◆ Task description
Continue the passage on grain refiner master alloys for molten metals, starting immediately after its final sentence.

Master alloys are commonly used as a means to introduce grain
refiners into molten metals. Basically, these are dispersions of
grains refining particles in a matrix which can be added to a
crucible of the molten metal to be grain refined. Master alloy is
typically added in the form of pellets but may be provided as rods
or other means and as the master alloy melts it freed the grain
refining particles. In molten aluminum, titanium aluminide
(TiAl.sub.3) or titanium diboride (TiB.sub.2) have been employed as
grain refining nuclei for years. Commercial grain refiner master
alloys for aluminum contain 5 to 10% Ti and 0.2 and 0.6% in an
aluminum matrix. Said master alloy has been added as pellets or
other master alloy forms and has been employed as a consumable rod
gradually added to a moving body of molten aluminum.

◆ Given data
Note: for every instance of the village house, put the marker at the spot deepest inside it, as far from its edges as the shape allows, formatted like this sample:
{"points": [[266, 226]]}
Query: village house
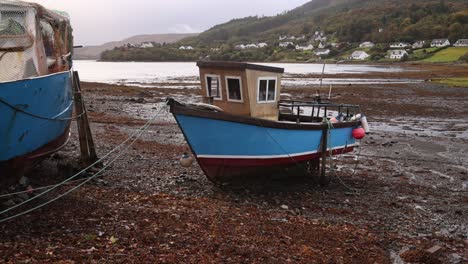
{"points": [[359, 55], [419, 44], [461, 43], [400, 45], [286, 37], [308, 47], [439, 43], [145, 45], [367, 44], [322, 52], [285, 44], [251, 46], [398, 54]]}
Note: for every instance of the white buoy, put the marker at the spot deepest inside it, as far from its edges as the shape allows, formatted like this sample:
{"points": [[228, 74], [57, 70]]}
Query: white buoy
{"points": [[364, 124], [356, 117], [186, 161]]}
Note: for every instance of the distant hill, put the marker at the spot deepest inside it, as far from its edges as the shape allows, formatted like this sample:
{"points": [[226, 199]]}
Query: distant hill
{"points": [[338, 26], [94, 52], [350, 21]]}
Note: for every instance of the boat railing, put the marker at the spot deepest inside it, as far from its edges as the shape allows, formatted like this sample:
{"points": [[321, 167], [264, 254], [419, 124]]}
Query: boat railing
{"points": [[315, 111]]}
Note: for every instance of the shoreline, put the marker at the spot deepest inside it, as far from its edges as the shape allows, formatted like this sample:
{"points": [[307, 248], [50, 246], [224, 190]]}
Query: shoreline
{"points": [[147, 208]]}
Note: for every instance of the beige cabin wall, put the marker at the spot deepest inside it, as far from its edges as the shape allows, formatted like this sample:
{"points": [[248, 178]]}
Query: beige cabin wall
{"points": [[262, 110], [238, 108]]}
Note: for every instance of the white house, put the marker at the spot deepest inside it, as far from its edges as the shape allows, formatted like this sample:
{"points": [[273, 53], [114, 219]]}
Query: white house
{"points": [[308, 47], [367, 44], [419, 44], [461, 43], [146, 45], [320, 52], [251, 46], [400, 45], [285, 44], [439, 43], [397, 54], [359, 55]]}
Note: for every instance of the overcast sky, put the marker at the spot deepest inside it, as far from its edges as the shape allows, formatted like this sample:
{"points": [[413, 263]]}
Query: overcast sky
{"points": [[99, 21]]}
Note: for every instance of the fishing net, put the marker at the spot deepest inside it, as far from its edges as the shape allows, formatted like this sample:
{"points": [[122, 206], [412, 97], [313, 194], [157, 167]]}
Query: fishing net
{"points": [[33, 41]]}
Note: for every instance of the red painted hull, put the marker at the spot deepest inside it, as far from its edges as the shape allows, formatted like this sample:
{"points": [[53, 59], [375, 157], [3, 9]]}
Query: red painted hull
{"points": [[222, 169], [11, 170]]}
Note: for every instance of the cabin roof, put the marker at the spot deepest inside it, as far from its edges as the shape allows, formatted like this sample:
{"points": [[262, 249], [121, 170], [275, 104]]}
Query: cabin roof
{"points": [[238, 66]]}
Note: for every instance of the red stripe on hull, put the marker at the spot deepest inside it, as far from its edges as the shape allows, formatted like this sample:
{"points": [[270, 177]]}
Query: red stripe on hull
{"points": [[218, 169], [11, 170]]}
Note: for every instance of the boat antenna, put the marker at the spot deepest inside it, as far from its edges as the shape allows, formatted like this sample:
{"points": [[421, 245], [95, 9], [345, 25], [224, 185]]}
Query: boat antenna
{"points": [[321, 76], [331, 85]]}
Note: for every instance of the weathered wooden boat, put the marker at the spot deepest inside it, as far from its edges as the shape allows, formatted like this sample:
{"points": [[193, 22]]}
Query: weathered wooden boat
{"points": [[36, 99], [244, 129]]}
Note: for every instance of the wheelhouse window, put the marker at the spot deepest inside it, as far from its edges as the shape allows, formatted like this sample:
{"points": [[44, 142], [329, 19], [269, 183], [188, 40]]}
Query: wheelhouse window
{"points": [[267, 90], [12, 23], [234, 88], [213, 86]]}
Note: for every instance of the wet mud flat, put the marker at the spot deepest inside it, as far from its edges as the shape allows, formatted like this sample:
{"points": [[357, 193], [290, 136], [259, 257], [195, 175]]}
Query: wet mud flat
{"points": [[406, 202]]}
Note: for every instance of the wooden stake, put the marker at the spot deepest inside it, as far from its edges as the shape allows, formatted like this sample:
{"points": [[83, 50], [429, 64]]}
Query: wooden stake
{"points": [[324, 180], [87, 147]]}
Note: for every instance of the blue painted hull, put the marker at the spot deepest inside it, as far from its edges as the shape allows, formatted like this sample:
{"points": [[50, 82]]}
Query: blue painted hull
{"points": [[226, 148], [31, 111]]}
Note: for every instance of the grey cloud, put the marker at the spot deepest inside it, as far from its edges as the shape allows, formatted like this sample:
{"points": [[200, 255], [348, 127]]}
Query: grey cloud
{"points": [[99, 21]]}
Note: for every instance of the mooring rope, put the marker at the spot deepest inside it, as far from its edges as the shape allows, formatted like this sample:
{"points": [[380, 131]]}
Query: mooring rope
{"points": [[137, 134], [41, 117]]}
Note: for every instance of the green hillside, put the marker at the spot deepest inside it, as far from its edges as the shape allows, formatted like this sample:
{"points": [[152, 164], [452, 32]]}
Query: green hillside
{"points": [[350, 21], [448, 55], [344, 24]]}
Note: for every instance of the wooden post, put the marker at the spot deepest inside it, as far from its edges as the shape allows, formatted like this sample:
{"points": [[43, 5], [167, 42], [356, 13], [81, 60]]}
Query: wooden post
{"points": [[324, 180], [87, 147]]}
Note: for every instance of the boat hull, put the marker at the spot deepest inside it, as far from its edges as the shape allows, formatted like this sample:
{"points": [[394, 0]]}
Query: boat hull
{"points": [[228, 146], [35, 121]]}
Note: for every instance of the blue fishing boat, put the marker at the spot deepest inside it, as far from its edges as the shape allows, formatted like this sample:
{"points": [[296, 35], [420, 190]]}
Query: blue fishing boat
{"points": [[244, 129], [36, 97]]}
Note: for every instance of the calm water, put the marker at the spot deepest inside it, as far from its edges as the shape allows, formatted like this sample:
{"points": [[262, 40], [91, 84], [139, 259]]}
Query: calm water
{"points": [[152, 74]]}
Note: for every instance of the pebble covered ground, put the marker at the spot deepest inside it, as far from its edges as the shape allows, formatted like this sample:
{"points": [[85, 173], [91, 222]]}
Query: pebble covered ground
{"points": [[407, 201]]}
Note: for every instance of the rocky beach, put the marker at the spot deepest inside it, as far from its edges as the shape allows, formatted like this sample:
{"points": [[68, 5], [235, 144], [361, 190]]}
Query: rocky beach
{"points": [[402, 197]]}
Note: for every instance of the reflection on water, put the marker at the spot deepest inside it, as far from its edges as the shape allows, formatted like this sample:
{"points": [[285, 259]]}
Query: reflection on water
{"points": [[185, 74]]}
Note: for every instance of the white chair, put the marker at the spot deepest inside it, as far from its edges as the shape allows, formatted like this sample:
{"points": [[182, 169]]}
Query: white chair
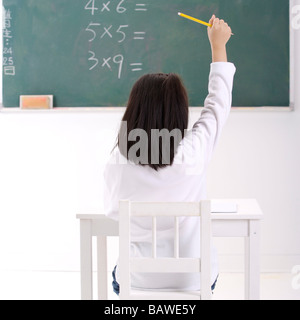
{"points": [[177, 264]]}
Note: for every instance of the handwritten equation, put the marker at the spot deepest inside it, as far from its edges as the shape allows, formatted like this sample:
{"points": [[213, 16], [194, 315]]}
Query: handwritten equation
{"points": [[9, 68], [97, 30]]}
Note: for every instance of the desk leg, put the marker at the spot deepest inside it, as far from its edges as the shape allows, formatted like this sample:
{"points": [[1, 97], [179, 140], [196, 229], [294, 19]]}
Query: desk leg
{"points": [[252, 266], [86, 259], [102, 267]]}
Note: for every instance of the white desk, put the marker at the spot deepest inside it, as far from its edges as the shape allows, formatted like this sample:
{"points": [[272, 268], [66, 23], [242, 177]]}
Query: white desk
{"points": [[245, 223]]}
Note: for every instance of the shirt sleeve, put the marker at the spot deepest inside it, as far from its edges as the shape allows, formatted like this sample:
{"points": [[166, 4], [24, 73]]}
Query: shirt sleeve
{"points": [[217, 106]]}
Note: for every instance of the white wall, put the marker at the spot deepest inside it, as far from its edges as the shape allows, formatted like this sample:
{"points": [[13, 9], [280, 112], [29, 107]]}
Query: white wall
{"points": [[51, 168]]}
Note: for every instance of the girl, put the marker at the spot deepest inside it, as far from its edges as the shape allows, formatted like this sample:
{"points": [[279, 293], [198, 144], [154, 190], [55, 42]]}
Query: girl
{"points": [[158, 159]]}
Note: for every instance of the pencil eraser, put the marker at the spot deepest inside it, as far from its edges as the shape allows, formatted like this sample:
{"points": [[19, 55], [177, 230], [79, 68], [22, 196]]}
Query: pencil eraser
{"points": [[36, 102]]}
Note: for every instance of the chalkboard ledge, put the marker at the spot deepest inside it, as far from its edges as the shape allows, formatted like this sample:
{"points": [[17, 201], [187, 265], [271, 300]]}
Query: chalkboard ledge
{"points": [[122, 109]]}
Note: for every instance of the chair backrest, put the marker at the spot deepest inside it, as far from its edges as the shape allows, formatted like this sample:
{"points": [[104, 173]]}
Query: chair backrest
{"points": [[176, 264]]}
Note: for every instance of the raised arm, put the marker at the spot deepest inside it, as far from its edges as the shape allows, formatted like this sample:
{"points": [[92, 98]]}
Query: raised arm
{"points": [[218, 35]]}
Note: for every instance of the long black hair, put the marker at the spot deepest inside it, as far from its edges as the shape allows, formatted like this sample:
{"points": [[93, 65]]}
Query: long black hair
{"points": [[157, 103]]}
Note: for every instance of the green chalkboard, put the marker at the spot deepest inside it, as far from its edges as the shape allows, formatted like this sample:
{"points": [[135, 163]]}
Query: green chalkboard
{"points": [[88, 53]]}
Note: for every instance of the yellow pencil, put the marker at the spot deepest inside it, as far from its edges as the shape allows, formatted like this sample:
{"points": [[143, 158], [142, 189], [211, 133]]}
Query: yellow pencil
{"points": [[194, 19]]}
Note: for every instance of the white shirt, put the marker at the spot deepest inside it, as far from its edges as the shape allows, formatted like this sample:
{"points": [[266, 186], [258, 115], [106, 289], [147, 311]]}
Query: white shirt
{"points": [[183, 181]]}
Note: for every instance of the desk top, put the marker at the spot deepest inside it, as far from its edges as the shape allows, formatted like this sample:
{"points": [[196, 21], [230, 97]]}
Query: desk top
{"points": [[247, 209]]}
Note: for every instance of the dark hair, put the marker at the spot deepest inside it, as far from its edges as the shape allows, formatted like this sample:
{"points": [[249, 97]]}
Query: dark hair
{"points": [[157, 101]]}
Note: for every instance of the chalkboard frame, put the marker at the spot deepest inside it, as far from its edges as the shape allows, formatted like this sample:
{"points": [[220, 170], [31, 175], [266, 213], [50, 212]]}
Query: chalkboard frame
{"points": [[290, 107]]}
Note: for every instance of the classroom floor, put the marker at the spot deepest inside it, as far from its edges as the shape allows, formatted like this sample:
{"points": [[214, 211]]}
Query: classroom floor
{"points": [[27, 285]]}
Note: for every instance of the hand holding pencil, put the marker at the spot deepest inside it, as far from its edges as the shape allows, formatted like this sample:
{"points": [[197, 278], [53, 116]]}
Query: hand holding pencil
{"points": [[219, 33]]}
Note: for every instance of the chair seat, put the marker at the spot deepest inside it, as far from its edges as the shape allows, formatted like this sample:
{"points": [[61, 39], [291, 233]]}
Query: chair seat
{"points": [[164, 295]]}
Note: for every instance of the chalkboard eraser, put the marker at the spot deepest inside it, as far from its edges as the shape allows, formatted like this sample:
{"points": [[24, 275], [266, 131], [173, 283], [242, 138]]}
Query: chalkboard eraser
{"points": [[36, 102]]}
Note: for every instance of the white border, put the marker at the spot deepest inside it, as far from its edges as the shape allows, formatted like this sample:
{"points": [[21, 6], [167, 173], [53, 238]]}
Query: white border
{"points": [[192, 109]]}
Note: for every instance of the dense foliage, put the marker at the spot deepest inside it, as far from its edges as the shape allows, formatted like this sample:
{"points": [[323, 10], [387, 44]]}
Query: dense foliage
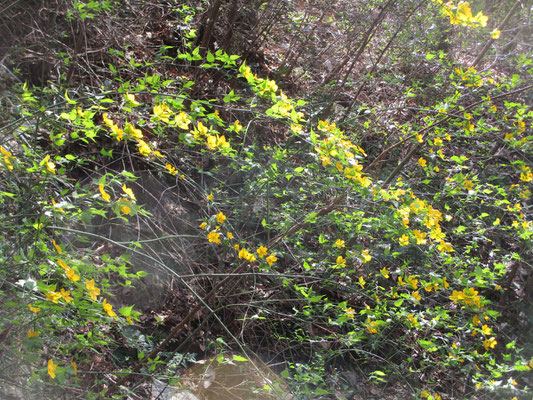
{"points": [[368, 231]]}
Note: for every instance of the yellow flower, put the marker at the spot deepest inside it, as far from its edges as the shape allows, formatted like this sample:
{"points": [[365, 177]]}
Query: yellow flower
{"points": [[526, 175], [420, 236], [162, 112], [171, 169], [444, 247], [350, 312], [108, 308], [339, 244], [262, 251], [34, 310], [182, 120], [365, 255], [220, 217], [486, 330], [119, 133], [105, 195], [32, 333], [66, 295], [50, 166], [445, 283], [214, 236], [341, 262], [201, 129], [52, 368], [237, 126], [93, 290], [404, 240], [129, 192], [69, 272], [130, 98], [490, 343], [271, 259], [214, 142], [468, 184], [412, 282], [53, 296]]}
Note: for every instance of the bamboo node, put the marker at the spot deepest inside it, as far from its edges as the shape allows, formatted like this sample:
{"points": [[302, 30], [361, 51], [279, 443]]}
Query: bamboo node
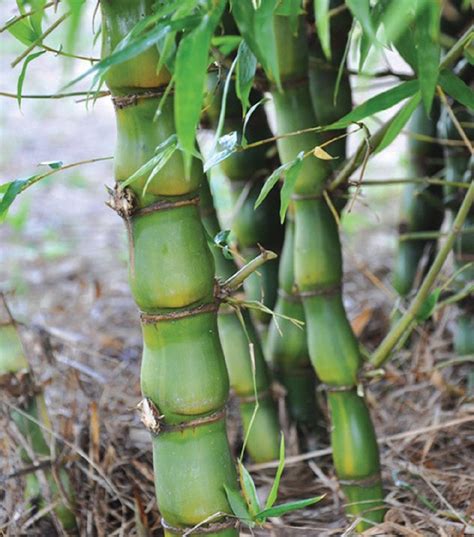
{"points": [[152, 318], [322, 290], [202, 529]]}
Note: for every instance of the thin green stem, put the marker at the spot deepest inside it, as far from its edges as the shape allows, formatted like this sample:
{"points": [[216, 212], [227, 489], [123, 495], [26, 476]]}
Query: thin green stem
{"points": [[405, 323], [38, 41]]}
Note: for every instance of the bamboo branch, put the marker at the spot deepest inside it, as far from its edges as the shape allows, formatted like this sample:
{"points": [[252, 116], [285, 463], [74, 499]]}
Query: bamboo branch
{"points": [[235, 281], [403, 326]]}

◆ Exercise output
It is recognized that fine grain refining nuclei do often have a
limited life span before either dissolving (and thus disappearing
and being ineffective) or before agglomerating to a size so large
as to also lose effectiveness. This stability problem related to
the useful life or potency of a grain refiner makes it useful to
add grain refiners fairly late in the processing of molten metal,
such as immediately before casting. However, because commercially
available grain refiners contain large nonmetallic particles and
other materials that introduce contaminants into the molten metal,
there often is a need to filter after grain refiners are added.
Also, not all intermetallic particles deposited from commercially
available grain refining master alloys or rods are small enough to
be effective grain refiners and accordingly, the larger particles
need to be filtered out. Fortunately, most filters currently in
large scale commercial use do not remove large amounts of fine size
grain refining particles but rather remove mostly the excessive
size particles.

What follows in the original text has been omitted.